Stored data:
━━━━━━━━━━━━━━━━

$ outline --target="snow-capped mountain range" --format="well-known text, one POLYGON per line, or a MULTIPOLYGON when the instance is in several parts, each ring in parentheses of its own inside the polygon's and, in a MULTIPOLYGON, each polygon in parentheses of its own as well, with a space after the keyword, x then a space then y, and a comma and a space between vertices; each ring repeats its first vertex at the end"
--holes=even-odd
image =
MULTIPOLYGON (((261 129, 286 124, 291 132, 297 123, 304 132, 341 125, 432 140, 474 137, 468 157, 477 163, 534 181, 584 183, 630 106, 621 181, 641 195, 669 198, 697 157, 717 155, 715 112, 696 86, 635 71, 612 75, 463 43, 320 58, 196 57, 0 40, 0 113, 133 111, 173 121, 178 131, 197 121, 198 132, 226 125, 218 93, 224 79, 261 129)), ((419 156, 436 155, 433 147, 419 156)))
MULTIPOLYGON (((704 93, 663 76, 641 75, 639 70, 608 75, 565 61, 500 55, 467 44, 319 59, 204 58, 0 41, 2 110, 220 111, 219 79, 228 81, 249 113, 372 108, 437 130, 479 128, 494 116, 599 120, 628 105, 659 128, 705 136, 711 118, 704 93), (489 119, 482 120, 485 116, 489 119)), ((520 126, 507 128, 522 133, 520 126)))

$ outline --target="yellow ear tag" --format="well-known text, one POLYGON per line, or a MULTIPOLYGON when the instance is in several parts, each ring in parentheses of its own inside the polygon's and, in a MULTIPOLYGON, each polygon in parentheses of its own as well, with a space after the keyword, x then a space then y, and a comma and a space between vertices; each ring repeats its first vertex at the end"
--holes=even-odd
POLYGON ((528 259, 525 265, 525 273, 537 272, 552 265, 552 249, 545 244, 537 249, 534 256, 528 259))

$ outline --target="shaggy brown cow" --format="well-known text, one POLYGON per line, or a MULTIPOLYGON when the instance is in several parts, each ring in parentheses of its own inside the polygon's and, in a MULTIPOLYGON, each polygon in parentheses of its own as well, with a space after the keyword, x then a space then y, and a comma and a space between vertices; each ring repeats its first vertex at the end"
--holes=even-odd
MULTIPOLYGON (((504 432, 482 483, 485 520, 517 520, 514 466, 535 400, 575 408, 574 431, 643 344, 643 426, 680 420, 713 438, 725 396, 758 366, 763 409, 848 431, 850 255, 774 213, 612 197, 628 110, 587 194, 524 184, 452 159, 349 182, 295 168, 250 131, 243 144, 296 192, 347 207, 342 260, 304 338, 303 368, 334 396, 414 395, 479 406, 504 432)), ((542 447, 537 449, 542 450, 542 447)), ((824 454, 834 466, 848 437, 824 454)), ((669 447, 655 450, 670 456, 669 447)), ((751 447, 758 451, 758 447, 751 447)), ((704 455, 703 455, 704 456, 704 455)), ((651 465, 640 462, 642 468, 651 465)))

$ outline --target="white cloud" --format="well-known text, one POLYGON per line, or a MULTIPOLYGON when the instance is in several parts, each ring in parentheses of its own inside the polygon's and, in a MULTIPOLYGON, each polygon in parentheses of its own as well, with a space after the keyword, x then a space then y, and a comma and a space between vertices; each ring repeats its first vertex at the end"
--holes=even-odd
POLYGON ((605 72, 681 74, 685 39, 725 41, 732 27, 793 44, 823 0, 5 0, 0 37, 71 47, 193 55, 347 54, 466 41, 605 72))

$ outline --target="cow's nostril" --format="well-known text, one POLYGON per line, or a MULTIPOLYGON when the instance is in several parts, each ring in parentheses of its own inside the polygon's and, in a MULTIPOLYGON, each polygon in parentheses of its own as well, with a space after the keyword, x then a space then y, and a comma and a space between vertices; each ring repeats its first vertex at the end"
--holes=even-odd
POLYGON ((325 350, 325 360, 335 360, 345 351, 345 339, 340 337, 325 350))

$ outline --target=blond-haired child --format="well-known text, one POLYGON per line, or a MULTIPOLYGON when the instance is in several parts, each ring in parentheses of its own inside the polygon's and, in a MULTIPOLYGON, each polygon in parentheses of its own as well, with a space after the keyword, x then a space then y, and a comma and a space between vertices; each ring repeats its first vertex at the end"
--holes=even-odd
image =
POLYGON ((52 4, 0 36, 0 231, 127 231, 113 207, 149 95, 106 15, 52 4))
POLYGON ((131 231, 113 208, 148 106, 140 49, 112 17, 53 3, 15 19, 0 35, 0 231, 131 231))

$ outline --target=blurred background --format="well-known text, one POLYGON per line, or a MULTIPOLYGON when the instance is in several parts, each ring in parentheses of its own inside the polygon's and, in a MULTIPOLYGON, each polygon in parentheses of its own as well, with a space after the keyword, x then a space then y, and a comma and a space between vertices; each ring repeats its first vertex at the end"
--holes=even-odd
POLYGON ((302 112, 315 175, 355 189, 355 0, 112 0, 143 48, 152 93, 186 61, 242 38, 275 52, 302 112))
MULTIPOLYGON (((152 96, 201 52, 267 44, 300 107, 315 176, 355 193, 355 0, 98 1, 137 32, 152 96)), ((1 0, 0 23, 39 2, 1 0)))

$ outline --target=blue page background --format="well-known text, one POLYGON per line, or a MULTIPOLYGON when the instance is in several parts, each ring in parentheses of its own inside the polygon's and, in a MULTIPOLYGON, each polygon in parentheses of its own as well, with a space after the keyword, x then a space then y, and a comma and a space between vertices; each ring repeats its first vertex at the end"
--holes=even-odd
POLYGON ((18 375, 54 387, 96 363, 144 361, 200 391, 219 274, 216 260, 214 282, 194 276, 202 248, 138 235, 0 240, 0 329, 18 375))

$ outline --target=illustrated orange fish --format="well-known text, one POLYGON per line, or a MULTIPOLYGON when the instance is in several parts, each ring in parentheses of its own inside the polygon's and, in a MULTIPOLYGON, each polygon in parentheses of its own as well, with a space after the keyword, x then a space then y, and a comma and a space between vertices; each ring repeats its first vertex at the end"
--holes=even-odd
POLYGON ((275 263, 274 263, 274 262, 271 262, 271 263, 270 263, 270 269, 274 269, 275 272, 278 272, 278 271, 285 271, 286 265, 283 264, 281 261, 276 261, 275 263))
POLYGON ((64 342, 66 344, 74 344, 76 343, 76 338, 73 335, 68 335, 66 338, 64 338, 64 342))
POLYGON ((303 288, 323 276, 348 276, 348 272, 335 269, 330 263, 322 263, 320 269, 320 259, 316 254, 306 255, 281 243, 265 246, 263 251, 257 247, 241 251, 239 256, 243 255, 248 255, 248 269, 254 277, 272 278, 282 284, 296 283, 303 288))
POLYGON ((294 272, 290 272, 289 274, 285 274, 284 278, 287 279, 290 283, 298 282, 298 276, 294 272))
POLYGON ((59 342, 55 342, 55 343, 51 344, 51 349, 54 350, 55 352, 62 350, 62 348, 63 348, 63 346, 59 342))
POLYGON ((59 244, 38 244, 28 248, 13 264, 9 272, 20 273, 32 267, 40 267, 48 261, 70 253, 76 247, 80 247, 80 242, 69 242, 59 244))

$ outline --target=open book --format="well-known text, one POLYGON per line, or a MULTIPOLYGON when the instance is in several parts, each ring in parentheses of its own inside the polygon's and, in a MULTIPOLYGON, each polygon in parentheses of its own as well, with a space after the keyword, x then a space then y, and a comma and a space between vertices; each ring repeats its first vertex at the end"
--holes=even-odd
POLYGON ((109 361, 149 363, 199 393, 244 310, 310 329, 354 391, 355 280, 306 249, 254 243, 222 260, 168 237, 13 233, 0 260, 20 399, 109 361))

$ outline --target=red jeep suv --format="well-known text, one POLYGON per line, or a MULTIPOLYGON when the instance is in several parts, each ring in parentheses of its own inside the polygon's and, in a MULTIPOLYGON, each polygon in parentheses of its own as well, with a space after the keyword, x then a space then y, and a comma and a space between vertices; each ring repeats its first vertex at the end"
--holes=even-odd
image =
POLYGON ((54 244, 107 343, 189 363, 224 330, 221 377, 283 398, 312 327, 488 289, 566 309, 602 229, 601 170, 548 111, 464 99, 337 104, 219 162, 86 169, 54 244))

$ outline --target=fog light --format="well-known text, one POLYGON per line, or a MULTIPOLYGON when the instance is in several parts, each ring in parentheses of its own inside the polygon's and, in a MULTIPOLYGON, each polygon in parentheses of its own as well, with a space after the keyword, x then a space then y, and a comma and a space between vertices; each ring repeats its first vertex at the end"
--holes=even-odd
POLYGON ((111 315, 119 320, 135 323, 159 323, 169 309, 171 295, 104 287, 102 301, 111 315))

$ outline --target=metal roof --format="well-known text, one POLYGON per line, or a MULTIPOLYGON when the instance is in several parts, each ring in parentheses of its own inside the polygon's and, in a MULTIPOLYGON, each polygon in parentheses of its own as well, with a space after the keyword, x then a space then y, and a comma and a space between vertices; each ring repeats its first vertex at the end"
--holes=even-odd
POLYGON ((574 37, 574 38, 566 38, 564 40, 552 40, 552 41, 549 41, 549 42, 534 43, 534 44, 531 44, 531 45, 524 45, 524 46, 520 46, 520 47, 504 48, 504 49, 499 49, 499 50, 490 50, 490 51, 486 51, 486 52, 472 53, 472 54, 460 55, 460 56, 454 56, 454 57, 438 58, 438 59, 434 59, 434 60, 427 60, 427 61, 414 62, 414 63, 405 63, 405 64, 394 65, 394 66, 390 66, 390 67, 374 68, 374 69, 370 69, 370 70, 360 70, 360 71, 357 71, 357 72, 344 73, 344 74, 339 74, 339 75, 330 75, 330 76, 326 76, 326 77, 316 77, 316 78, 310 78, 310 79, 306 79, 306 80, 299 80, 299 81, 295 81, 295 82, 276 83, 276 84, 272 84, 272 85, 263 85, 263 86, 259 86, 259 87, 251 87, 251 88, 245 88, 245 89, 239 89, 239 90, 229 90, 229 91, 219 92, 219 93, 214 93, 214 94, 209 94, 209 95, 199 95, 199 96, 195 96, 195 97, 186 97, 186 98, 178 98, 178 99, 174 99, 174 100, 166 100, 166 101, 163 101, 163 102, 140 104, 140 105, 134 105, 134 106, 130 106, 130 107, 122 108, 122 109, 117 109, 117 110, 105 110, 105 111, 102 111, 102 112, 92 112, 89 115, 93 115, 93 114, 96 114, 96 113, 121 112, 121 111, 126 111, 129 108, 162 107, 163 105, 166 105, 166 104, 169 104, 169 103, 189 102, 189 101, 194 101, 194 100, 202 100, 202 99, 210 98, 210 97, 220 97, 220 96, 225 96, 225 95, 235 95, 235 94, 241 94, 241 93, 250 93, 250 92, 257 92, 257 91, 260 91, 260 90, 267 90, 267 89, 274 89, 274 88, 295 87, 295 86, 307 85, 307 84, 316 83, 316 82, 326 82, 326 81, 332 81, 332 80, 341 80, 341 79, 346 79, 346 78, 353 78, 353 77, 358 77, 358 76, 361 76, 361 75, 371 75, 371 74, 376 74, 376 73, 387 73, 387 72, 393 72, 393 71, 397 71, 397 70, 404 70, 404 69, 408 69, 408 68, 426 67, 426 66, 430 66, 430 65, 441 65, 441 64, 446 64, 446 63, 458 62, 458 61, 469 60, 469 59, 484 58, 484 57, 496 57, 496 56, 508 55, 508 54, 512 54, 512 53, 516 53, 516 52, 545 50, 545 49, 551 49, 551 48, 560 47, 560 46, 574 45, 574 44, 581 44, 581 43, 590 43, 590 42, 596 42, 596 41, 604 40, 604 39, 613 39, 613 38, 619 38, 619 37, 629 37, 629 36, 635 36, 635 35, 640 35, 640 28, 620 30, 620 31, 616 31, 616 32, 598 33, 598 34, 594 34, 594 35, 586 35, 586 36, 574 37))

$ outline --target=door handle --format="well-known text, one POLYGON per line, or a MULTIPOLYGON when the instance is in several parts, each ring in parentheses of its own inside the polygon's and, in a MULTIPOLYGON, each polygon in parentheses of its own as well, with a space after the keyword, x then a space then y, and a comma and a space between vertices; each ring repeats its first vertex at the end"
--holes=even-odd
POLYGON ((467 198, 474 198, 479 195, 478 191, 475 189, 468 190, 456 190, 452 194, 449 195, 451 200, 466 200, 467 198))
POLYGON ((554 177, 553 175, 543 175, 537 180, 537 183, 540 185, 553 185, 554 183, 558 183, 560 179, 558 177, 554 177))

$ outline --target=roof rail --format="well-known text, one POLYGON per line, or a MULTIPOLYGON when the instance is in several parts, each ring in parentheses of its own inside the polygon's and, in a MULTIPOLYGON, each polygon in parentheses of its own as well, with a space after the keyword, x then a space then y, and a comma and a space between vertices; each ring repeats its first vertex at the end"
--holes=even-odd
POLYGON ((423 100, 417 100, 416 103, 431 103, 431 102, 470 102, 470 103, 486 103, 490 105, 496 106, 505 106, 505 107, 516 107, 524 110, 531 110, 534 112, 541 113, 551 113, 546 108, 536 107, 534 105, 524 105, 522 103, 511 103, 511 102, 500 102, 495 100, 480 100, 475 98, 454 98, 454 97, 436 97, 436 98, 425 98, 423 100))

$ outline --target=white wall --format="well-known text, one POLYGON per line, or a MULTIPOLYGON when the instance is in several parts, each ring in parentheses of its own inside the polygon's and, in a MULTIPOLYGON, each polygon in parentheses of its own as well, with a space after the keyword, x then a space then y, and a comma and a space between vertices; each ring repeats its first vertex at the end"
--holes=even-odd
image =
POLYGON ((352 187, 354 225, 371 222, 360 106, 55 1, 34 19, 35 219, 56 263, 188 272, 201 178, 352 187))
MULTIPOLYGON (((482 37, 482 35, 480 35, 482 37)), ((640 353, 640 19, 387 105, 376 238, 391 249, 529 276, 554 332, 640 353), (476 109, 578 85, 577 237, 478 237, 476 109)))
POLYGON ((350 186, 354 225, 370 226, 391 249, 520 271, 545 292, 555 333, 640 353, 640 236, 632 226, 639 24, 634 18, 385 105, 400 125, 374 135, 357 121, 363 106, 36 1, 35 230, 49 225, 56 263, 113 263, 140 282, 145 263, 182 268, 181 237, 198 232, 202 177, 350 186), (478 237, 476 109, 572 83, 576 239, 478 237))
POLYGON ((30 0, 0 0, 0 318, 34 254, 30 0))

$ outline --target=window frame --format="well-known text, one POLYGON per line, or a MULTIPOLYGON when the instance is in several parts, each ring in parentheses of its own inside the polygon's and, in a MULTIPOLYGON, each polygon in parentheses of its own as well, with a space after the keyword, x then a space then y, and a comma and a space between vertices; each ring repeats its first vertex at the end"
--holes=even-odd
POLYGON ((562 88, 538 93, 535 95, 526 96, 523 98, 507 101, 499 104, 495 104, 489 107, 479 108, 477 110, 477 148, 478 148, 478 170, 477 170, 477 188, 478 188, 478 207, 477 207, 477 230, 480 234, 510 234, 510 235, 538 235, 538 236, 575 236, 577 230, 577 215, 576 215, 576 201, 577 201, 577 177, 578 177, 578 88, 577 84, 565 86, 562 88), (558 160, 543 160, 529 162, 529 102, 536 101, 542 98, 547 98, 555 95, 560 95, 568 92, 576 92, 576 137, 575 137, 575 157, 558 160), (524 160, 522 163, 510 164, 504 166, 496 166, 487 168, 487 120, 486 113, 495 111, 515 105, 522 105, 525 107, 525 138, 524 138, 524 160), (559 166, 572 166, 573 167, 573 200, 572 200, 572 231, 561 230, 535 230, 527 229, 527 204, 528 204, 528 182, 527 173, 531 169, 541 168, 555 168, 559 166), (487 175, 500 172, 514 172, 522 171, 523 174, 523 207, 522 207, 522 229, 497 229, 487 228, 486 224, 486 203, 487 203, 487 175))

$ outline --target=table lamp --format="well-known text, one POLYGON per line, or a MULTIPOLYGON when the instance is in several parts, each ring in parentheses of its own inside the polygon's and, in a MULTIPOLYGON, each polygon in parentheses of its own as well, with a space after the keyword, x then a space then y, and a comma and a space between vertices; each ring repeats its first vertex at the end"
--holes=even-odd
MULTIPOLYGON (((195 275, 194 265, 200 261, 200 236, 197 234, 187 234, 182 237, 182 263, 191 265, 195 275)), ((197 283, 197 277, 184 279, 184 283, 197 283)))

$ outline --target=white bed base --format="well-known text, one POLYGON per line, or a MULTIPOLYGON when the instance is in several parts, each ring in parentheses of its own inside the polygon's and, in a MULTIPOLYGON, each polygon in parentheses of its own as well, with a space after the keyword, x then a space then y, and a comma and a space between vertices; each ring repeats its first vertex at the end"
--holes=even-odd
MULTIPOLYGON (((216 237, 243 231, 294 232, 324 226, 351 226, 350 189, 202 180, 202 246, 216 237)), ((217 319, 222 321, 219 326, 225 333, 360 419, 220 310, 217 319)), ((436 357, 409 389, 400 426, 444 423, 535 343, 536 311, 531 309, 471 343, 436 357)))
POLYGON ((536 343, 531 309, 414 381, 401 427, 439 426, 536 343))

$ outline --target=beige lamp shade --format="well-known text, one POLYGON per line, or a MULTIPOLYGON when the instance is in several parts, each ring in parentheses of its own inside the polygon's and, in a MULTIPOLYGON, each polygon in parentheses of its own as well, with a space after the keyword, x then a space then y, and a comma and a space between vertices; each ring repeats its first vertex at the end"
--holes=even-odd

━━━━━━━━━━━━━━━━

** Task requirements **
Copy out every line of the data that includes "roof".

** The answer **
$ outline --target=metal roof --format="well-known text, one POLYGON per line, or a MULTIPOLYGON when the instance is in several parts, each ring in parentheses of its own inside the polygon's and, in a MULTIPOLYGON, each polygon in parentheses of its own as well, with a space after the keyword, x then a space then y, and a comma and a space between vertices; each ring repeats its first vertex at the end"
$ outline --target=roof rail --format="well-known text, one POLYGON per line, or a MULTIPOLYGON when the instance is in several parts, each ring in parentheses of its own inside the polygon's and, in a MULTIPOLYGON, each polygon in parentheses of its own as well, with a space after the keyword, x then a space then y, and a comma and a space between vertices; each ring repeats its first vertex at the end"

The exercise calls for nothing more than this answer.